──────── Extract ────────

Abstract

Volumetry is one of the principal downstream applications of 3D medical image segmentation, for example, to detect abnormal tissue growth or for surgery planning. Conformal Prediction is a promising framework for uncertainty quantification, providing calibrated predictive intervals associated with automatic volume measurements. However, this methodology is based on the hypothesis that calibration and test samples are exchangeable, an assumption that is in practice often violated in medical image applications. A weighted formulation of Conformal Prediction can be framed to mitigate this issue, but its empirical investigation in the medical domain is still lacking. A potential reason is that it relies on the estimation of the density ratio between the calibration and test distributions, which is likely to be intractable in scenarios involving high-dimensional data. To circumvent this, we propose an efficient approach for density ratio estimation relying on the compressed latent representations generated by the segmentation model. Our experiments demonstrate the efficiency of our approach to reduce the coverage error in the presence of covariate shifts, in both synthetic and real-world settings.

Links to Paper and Supplementary Materials

Main Paper (Open Access Version): https://papers.miccai.org/miccai-2024/paper/3051_paper.pdf

SharedIt Link: pending

SpringerLink (DOI): pending

Supplementary Material: N/A

Link to the Code Repository

https://github.com/benolmbrt/wcp_miccai

Link to the Dataset(s)

https://www.synapse.org/#!Synapse:syn51156910/wiki/622461

BibTex

@InProceedings{Lam_Robust_MICCAI2024,
        author = { Lambert, Benjamin and Forbes, Florence and Doyle, Senan and Dojat, Michel},
        title = { { Robust Conformal Volume Estimation in 3D Medical Images } },
        booktitle = {proceedings of Medical Image Computing and Computer Assisted Intervention -- MICCAI 2024},
        year = {2024},
        publisher = {Springer Nature Switzerland},
        volume = {LNCS 15010},
        month = {October},
        page = {pending}
}


Reviews

Review #1

  • Please describe the contribution of the paper

    In this work, the authors propose a method based on conformal prediction theory to estimate the uncertainties of a medical image segmentation network. This theory assumes that there is no domain shift between the calibration and the test data which is not true in practice. To cope with this problem they use weighted conformal prediction and propose to use a latent vector computed from the segmentation network feature to compute the weights in a tractable way. The method is evaluated on a synthetic dataset and on the Brats 2023 dataset.

  • Please list the main strengths of the paper; you should write about a novel formulation, an original way to use data, demonstration of clinical feasibility, a novel application, a particularly strong evaluation, or anything else that is a strong aspect of this work. Please provide details, for instance, if a method is novel, explain what aspect is novel and why this is interesting.

──────── Given information ────────

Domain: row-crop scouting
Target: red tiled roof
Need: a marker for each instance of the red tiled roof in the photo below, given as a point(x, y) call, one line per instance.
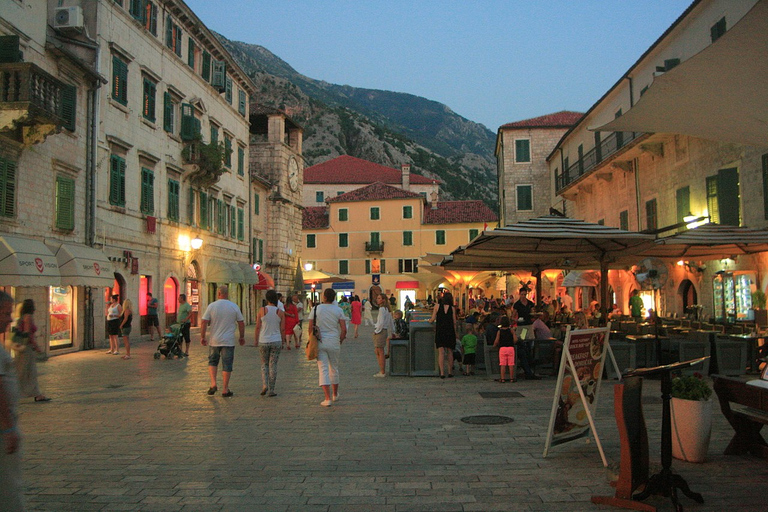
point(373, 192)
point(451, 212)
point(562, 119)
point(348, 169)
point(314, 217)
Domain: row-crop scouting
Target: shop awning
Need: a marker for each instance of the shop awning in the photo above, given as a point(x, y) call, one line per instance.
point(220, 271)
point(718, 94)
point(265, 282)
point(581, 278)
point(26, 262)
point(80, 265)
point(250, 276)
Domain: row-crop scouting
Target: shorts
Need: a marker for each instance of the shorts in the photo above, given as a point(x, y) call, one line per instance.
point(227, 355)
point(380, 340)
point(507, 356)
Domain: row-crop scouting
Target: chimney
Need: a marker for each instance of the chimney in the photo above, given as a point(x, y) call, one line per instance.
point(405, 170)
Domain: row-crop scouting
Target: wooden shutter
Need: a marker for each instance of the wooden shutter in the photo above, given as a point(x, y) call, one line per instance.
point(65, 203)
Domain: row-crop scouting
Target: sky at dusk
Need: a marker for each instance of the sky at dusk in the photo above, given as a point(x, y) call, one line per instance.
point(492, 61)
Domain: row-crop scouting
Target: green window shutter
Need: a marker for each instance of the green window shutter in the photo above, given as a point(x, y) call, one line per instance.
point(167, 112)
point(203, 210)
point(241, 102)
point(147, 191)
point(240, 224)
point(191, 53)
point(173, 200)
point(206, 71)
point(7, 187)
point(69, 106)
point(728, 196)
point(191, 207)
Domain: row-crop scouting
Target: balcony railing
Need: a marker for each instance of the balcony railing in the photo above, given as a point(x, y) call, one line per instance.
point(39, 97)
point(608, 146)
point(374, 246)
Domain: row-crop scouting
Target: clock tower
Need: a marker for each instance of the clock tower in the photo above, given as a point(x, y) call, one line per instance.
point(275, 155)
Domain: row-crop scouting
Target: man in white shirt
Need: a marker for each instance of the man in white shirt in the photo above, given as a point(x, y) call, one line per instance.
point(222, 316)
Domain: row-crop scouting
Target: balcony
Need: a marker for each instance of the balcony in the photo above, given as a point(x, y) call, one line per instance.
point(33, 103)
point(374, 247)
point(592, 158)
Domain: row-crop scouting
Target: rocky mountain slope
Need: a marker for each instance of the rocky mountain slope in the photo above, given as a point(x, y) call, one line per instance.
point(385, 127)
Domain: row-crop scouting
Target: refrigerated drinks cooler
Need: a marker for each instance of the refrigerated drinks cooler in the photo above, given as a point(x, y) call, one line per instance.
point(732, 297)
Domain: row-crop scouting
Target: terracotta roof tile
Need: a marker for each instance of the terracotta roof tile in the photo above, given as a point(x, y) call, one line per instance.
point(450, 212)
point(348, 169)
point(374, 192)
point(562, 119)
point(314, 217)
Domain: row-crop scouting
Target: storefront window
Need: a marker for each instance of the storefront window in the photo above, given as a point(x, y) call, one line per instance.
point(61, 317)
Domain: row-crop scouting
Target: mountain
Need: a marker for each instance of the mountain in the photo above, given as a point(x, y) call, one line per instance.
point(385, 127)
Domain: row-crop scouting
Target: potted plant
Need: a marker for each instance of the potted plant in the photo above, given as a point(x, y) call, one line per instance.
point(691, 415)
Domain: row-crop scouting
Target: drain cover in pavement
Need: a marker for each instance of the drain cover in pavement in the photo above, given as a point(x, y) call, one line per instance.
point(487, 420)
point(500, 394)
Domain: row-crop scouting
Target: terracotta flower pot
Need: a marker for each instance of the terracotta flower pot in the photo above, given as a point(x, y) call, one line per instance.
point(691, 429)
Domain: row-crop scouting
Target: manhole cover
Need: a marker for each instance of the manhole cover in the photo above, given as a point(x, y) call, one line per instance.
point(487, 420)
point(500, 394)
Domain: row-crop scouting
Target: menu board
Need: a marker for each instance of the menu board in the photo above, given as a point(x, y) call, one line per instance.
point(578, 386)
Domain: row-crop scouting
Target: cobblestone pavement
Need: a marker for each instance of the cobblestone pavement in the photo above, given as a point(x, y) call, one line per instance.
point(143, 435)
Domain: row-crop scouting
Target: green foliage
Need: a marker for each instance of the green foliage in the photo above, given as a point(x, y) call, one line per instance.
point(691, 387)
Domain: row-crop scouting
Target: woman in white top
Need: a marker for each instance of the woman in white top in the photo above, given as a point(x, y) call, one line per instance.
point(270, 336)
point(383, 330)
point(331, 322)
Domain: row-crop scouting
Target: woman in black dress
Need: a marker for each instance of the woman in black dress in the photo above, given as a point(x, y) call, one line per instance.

────────

Tasks and exercises>
1. Copy out the stretch of the conformal volume estimation page from "Main Paper (Open" through "to the Dataset(s)".
2. Write what comes next on the conformal volume estimation page, picking up after its last sentence.

Replies>
1.
Main Paper (Open Access Version): https://papers.miccai.org/miccai-2024/paper/3051_paper.pdf

SharedIt Link: pending

SpringerLink (DOI): pending

Supplementary Material: N/A

Link to the Code Repository

https://github.com/benolmbrt/wcp_miccai

Link to the Dataset(s)

2.
    – The proposed method effectively improve the uncertainty estimation when the distribution with respect to given covariate of the calibration dataset is different from the distribution of the test dataset which is a real limitation of conformal prediction theory.

    – The proposed method is usable in practice: add only a small overhead with respect to standard conformal prediction, and does not impose to train another deep classifier.

    – The paper is interesting and clearly written.

  • Please list the main weaknesses of the paper. Please provide details, for instance, if you think a method is not novel, explain why and provide a reference to prior work.

    – The experiments validate the point of the authors but in a somewhat restricted setting. More experiments would help to convince the reader of the usefullness of the method in real life settings (see section 10 for details).

    – Experiments show that with the new method the coverage is indeed improved but at the cost of extended width. It might be a normal behaviour to expect: if the real is indeed larger, it is better estimated. But an estimated width way larger than the real width will also improve the coverage and while making the model unusable if the uncertainties are huge. It seem that the experimental protocol does not answer this point. How can we be sure that the method does not estimate a overlarge width ?

  • Please rate the clarity and organization of this paper

    Very Good

  • Please comment on the reproducibility of the paper. Please be aware that providing code and data is a plus, but not a requirement for acceptance.

    The submission has provided an anonymized link to the source code, dataset, or any other dependencies.

  • Do you have any additional comments regarding the paper’s reproducibility?

    N/A

  • Please provide detailed and constructive comments for the authors. Please also refer to our Reviewer’s guide on what makes a good review. Pay specific attention to the different assessment criteria for the different paper categories (MIC, CAI, Clinical Translation of Methodology, Health Equity): https://conferences.miccai.org/2024/en/REVIEWER-GUIDELINES.html

    – In the experiments, the author use a different repartition of the covariate between ID and the (shifted) test. For example, for Brats, repartition of glioblastoma vs meningioma is 30%-70% in ID and 82% − 18% in the shifted test dataset. What are the limits of the shift ? what if the repartition is 0%-100% in ID ? A study on the influence of shift amplitude would be interesting.

    – what would happen on data from a completely different dataset ? For example, for the deployment of a model in a new hospital. Experiments on Brats with for example https://paperswithcode.com/dataset/ucsf-pdgm has test data would also be interesting.

  • Rate the paper on a scale of 1-6, 6 being the strongest (6-4: accept; 3-1: reject). Please use the entire range of the distribution. Spreading the score helps create a distribution for decision-making

    Weak Accept — could be accepted, dependent on rebuttal (4)

  • Please justify your recommendation. What were the major factors that led you to your overall score for this paper?

    The paper deals with an interesting trending new method for uncertainties estimation of deep networks. The proposed method seems to effectively improve the effect of the covariate shift. The rebuttal should more specifically address my question about the potential overestimated width.

  • Reviewer confidence

    Confident but not absolutely certain (3)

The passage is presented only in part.